# Task instructions
From the records below, please repeat exactly the line that has "Target: overcast sky", the line that has "Write each point like <point>89,85</point>.", and every line between them, and nothing else.

:: Provided material

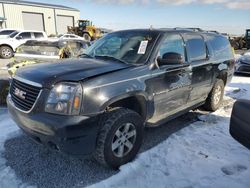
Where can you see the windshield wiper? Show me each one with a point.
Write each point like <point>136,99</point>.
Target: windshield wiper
<point>111,58</point>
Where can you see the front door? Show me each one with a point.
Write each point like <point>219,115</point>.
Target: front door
<point>171,84</point>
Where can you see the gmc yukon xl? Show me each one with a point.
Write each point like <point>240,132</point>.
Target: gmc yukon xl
<point>100,103</point>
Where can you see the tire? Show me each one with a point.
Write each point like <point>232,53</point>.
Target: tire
<point>86,36</point>
<point>215,97</point>
<point>109,146</point>
<point>6,52</point>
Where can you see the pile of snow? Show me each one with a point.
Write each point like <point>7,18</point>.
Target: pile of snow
<point>237,56</point>
<point>200,155</point>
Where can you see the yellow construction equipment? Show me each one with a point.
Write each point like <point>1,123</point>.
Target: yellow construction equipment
<point>86,30</point>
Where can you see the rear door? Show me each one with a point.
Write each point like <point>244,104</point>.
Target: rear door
<point>202,72</point>
<point>171,83</point>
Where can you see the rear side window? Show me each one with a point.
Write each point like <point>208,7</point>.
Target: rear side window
<point>172,43</point>
<point>25,35</point>
<point>196,47</point>
<point>38,35</point>
<point>221,46</point>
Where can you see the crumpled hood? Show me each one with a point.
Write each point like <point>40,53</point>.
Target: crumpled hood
<point>245,59</point>
<point>48,74</point>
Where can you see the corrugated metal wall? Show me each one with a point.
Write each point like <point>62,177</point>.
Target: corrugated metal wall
<point>13,13</point>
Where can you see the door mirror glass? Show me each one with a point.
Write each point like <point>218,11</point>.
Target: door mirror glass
<point>170,58</point>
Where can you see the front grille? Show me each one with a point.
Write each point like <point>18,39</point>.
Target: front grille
<point>23,95</point>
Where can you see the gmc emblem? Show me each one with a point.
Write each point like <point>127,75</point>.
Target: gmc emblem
<point>19,93</point>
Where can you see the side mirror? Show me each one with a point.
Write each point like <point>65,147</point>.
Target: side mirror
<point>240,122</point>
<point>19,37</point>
<point>170,58</point>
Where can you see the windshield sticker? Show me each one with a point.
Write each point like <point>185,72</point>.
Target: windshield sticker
<point>143,47</point>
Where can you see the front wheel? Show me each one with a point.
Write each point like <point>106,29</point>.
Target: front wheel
<point>120,137</point>
<point>6,52</point>
<point>215,97</point>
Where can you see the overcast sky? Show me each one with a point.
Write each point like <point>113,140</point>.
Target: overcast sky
<point>231,16</point>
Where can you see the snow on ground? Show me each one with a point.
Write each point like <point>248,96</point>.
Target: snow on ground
<point>200,155</point>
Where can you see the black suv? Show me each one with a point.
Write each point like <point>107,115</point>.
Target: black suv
<point>101,102</point>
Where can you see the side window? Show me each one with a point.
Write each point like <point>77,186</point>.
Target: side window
<point>25,35</point>
<point>196,47</point>
<point>38,35</point>
<point>173,43</point>
<point>221,47</point>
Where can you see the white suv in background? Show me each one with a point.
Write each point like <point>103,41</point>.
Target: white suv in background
<point>15,39</point>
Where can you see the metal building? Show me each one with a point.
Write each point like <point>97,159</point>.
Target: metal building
<point>53,19</point>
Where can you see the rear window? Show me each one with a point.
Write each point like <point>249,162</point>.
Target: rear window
<point>38,35</point>
<point>6,32</point>
<point>25,35</point>
<point>196,47</point>
<point>221,46</point>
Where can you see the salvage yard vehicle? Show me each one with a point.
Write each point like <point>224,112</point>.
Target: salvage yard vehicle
<point>8,45</point>
<point>240,122</point>
<point>33,52</point>
<point>99,104</point>
<point>243,65</point>
<point>86,30</point>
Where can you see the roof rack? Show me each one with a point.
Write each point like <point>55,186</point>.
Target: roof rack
<point>196,29</point>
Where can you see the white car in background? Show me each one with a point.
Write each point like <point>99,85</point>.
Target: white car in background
<point>4,33</point>
<point>8,45</point>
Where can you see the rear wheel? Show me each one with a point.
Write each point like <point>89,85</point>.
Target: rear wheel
<point>215,97</point>
<point>6,52</point>
<point>120,137</point>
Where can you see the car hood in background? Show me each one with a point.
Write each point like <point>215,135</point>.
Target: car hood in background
<point>48,74</point>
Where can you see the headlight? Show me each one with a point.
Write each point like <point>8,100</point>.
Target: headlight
<point>65,98</point>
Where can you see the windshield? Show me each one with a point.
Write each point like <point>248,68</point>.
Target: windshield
<point>248,34</point>
<point>38,50</point>
<point>12,35</point>
<point>132,47</point>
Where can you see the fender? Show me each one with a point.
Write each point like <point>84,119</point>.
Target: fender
<point>148,109</point>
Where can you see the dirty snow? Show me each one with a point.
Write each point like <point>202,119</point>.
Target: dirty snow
<point>200,155</point>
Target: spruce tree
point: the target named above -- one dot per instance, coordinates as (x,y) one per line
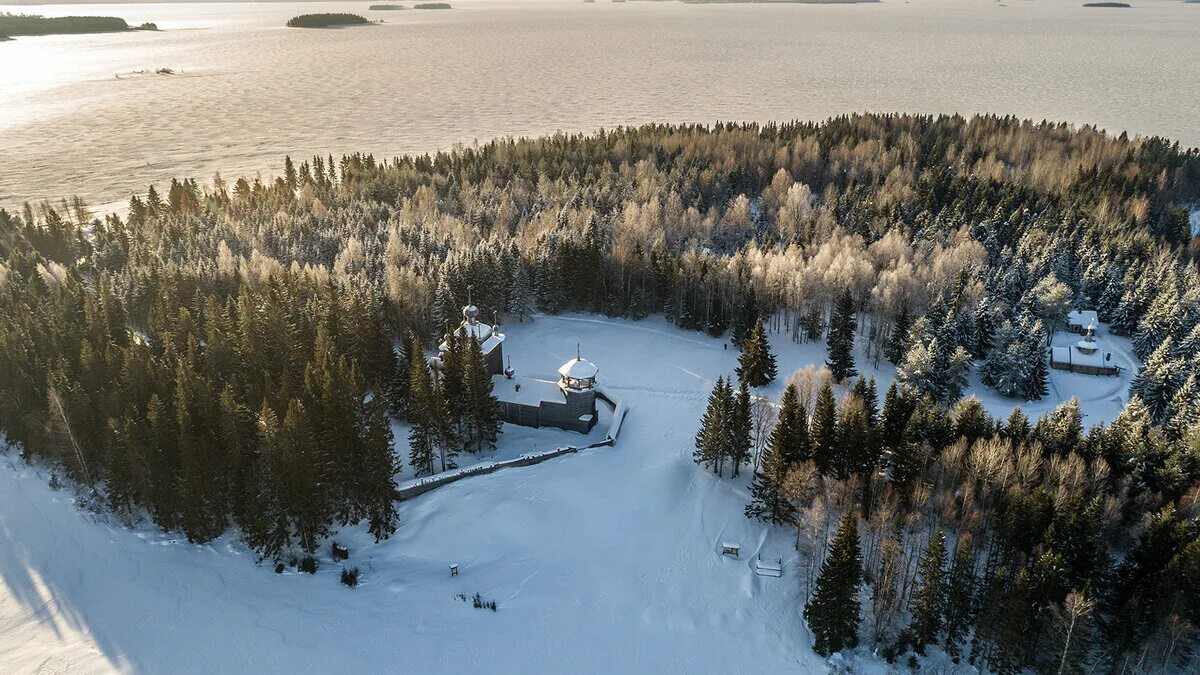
(787,446)
(481,418)
(823,432)
(928,602)
(840,341)
(960,589)
(833,611)
(790,436)
(423,437)
(712,438)
(768,500)
(756,364)
(741,425)
(855,448)
(521,300)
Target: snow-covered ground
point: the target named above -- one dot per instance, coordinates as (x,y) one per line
(603,561)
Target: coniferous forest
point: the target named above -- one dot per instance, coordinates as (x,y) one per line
(229,356)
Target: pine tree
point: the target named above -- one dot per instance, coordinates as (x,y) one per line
(269,533)
(745,314)
(521,299)
(790,437)
(712,440)
(423,437)
(1037,383)
(823,432)
(768,500)
(855,447)
(833,611)
(451,384)
(378,470)
(756,364)
(960,589)
(481,417)
(1158,381)
(840,342)
(928,602)
(741,424)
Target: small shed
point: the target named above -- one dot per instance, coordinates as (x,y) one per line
(1079,320)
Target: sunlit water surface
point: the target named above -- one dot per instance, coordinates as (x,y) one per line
(76,119)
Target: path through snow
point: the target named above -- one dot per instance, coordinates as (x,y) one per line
(606,561)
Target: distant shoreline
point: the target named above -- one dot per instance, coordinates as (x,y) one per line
(37,25)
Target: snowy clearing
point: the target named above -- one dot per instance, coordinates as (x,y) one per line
(604,561)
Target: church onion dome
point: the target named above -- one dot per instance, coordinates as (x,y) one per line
(579,369)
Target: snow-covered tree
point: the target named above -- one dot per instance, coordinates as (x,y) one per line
(833,611)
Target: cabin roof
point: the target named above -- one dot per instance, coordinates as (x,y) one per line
(579,369)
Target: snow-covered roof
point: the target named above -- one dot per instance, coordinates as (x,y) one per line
(579,369)
(491,342)
(489,338)
(479,329)
(533,390)
(1083,317)
(1074,356)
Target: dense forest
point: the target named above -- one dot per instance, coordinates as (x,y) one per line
(229,356)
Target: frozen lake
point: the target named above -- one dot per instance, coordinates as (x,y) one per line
(77,119)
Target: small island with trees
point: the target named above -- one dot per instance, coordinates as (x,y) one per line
(15,25)
(327,21)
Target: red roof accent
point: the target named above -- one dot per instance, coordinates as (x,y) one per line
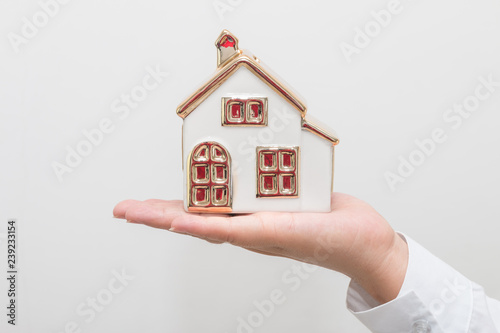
(228,42)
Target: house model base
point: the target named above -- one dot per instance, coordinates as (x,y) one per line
(247,145)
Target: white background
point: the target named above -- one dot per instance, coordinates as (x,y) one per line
(65,78)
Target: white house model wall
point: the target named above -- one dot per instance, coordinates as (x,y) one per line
(310,155)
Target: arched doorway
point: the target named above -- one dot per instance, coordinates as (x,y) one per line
(209,179)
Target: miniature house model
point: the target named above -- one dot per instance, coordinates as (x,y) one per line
(248,145)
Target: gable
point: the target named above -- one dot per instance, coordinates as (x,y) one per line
(256,68)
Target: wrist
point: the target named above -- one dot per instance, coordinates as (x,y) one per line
(384,279)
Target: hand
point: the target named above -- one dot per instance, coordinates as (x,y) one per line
(352,239)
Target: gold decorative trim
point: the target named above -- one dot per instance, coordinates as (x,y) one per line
(245,120)
(229,68)
(278,171)
(227,47)
(322,133)
(211,182)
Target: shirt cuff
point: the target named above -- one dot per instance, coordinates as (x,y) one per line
(434,298)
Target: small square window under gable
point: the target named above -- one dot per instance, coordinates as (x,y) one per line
(277,172)
(250,111)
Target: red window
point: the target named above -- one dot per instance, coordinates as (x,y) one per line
(209,179)
(277,171)
(244,111)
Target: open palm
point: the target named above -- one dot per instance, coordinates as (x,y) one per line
(352,239)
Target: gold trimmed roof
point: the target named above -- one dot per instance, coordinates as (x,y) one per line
(229,60)
(320,130)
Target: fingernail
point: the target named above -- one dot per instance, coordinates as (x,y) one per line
(172,229)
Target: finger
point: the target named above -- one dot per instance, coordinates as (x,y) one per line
(121,208)
(159,215)
(254,230)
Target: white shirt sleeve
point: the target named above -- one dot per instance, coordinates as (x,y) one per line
(434,298)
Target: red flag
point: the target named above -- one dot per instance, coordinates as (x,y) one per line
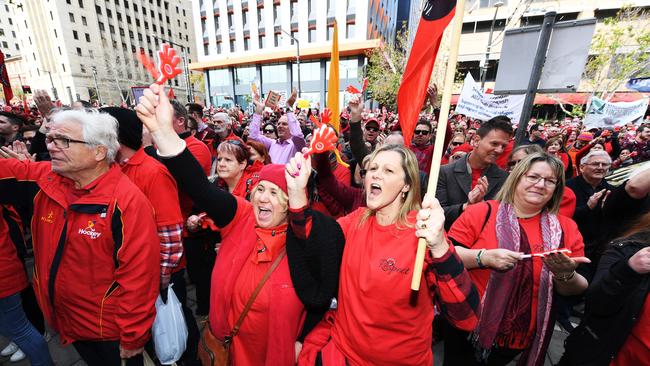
(4,79)
(436,15)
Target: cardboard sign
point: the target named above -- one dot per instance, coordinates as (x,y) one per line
(272,99)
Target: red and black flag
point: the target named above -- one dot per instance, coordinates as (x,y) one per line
(436,15)
(4,79)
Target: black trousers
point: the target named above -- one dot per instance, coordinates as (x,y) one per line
(106,353)
(459,350)
(200,257)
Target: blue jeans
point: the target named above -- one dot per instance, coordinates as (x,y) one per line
(14,325)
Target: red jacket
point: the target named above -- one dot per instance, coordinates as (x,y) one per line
(12,272)
(96,254)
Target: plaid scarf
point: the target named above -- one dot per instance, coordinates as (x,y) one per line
(505,312)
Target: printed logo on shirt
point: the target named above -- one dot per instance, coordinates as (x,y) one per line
(90,230)
(49,218)
(390,265)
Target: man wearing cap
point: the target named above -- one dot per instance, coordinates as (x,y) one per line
(10,125)
(290,138)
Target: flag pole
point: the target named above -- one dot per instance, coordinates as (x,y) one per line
(440,134)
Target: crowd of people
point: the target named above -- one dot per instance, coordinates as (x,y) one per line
(308,259)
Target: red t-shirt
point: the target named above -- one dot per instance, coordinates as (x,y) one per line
(469,232)
(636,349)
(476,175)
(375,323)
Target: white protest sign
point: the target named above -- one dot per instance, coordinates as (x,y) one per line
(605,114)
(476,104)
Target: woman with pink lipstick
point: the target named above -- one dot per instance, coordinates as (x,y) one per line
(379,320)
(262,301)
(500,242)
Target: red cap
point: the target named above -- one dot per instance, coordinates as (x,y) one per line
(464,147)
(274,173)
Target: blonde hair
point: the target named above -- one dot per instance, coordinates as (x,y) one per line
(411,177)
(507,192)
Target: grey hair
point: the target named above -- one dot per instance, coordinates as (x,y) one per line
(597,153)
(99,129)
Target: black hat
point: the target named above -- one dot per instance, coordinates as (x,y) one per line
(129,126)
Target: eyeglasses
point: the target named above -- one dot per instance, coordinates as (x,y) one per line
(534,179)
(62,142)
(599,165)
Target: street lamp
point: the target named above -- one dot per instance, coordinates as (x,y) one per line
(99,96)
(186,69)
(297,57)
(497,5)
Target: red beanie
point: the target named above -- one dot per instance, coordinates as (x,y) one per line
(274,173)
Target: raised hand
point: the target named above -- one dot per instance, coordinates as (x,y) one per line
(157,114)
(297,173)
(356,108)
(43,102)
(430,226)
(292,98)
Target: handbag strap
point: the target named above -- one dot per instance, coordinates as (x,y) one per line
(256,292)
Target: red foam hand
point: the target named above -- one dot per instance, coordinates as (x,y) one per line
(364,85)
(148,65)
(315,121)
(167,64)
(351,89)
(326,116)
(324,139)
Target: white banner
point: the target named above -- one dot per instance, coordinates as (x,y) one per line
(604,114)
(476,104)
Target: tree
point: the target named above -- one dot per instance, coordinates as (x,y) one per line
(619,51)
(385,68)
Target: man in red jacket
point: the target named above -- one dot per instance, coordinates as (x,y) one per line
(96,250)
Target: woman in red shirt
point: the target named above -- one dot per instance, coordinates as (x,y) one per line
(254,239)
(510,246)
(379,320)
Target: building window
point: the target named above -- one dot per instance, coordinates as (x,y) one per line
(349,31)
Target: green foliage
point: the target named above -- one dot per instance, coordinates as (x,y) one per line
(385,68)
(619,50)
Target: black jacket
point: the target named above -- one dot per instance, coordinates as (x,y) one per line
(613,303)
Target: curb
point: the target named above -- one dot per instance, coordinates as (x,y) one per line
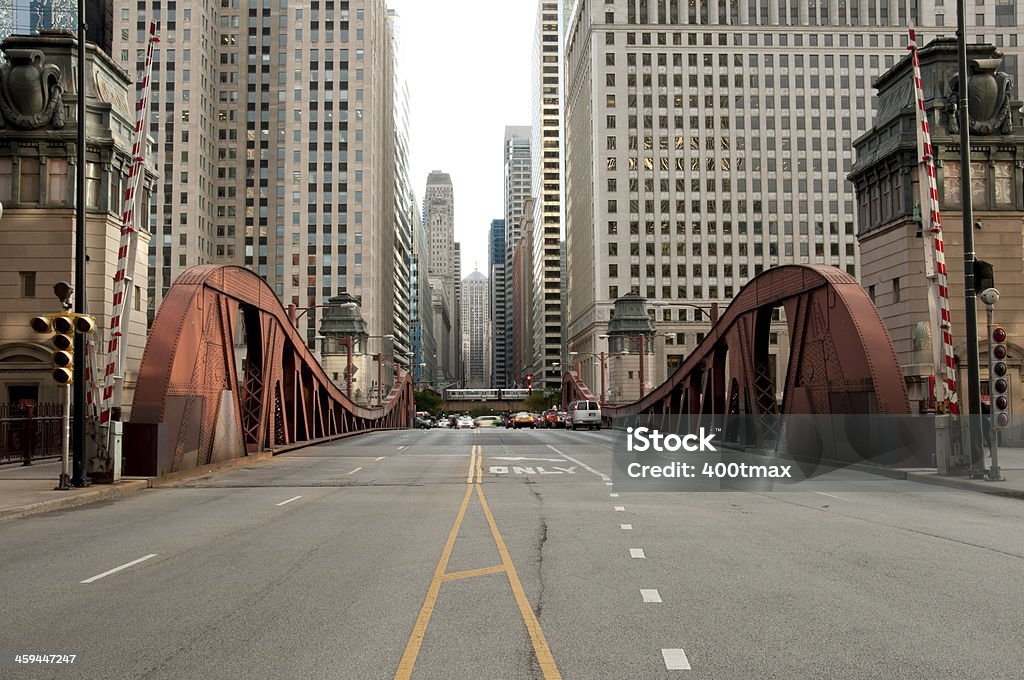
(990,487)
(104,493)
(129,485)
(911,474)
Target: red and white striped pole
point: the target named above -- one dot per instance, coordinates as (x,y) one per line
(114,372)
(932,223)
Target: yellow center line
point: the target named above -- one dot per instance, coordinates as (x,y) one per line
(472,466)
(544,656)
(469,574)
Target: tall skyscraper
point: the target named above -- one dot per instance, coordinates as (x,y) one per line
(31,16)
(706,142)
(424,345)
(547,310)
(278,150)
(496,267)
(476,319)
(438,217)
(457,326)
(518,168)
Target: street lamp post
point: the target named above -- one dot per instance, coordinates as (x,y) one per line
(342,322)
(379,357)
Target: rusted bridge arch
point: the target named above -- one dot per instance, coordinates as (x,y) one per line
(199,400)
(841,358)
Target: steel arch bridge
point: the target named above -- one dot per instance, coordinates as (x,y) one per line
(225,374)
(841,360)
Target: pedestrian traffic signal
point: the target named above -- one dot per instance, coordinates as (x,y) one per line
(998,382)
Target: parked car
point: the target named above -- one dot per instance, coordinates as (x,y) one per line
(585,414)
(487,421)
(523,419)
(552,418)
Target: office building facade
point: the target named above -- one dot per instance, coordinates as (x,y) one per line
(546,181)
(708,141)
(517,164)
(276,143)
(496,269)
(476,323)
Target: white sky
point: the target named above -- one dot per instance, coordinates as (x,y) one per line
(468,68)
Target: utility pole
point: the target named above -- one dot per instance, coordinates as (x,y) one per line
(80,476)
(970,304)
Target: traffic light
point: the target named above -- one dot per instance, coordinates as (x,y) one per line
(64,327)
(998,383)
(64,348)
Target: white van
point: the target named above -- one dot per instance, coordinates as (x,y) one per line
(584,414)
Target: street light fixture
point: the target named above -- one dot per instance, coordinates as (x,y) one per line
(379,357)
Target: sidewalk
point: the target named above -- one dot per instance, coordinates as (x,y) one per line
(30,490)
(1011,467)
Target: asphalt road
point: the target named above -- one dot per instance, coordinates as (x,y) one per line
(499,554)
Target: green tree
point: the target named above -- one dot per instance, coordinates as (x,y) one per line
(540,400)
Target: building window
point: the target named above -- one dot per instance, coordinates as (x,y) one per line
(6,178)
(951,183)
(92,184)
(30,180)
(56,177)
(28,284)
(1004,183)
(979,183)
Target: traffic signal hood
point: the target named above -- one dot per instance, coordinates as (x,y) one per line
(998,385)
(64,327)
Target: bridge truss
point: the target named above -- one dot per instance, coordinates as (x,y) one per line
(841,360)
(225,375)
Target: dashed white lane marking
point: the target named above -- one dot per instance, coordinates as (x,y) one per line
(675,660)
(603,476)
(650,595)
(119,568)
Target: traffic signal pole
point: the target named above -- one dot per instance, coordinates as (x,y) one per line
(65,482)
(80,476)
(993,437)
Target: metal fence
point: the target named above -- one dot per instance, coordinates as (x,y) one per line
(29,433)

::::

# Finished exercise
Target: overcast sky
<point>231,16</point>
Where can you see the snow on ground? Show me each one with a point.
Write each point like <point>248,96</point>.
Target: snow on ground
<point>200,155</point>
Where can you see the black suv? Show me each one with a point.
Write each point like <point>107,115</point>.
Target: black suv
<point>101,102</point>
Where can you see the side window? Show me each one with a point.
Write each point like <point>77,186</point>.
Target: side window
<point>25,35</point>
<point>196,47</point>
<point>38,35</point>
<point>173,43</point>
<point>221,47</point>
Where can you see the white suv in background? Show me each one with a point.
Write each point like <point>103,41</point>.
Target: white suv in background
<point>15,39</point>
Where can you see the metal building? Show me each one with a point.
Write each point like <point>97,159</point>.
Target: metal building
<point>53,19</point>
Where can you see the rear window? Show me each one with a point.
Write each point like <point>249,162</point>.
Target: rear window
<point>38,35</point>
<point>6,32</point>
<point>25,35</point>
<point>196,47</point>
<point>221,46</point>
Where can you see the salvage yard vehicle? Show me each one with a point.
Write each point like <point>224,112</point>.
Target: salvage yard vehicle
<point>8,45</point>
<point>240,122</point>
<point>33,52</point>
<point>99,104</point>
<point>243,65</point>
<point>86,30</point>
Where can you see the roof rack? Show me each one with a point.
Write each point like <point>55,186</point>.
Target: roof rack
<point>196,29</point>
Where can you see the white car in background? Show me each one with a point.
Write each point like <point>99,85</point>.
Target: white car in background
<point>4,33</point>
<point>8,45</point>
Where can you see the rear wheel? Show me each one with a point.
Write each point like <point>89,85</point>.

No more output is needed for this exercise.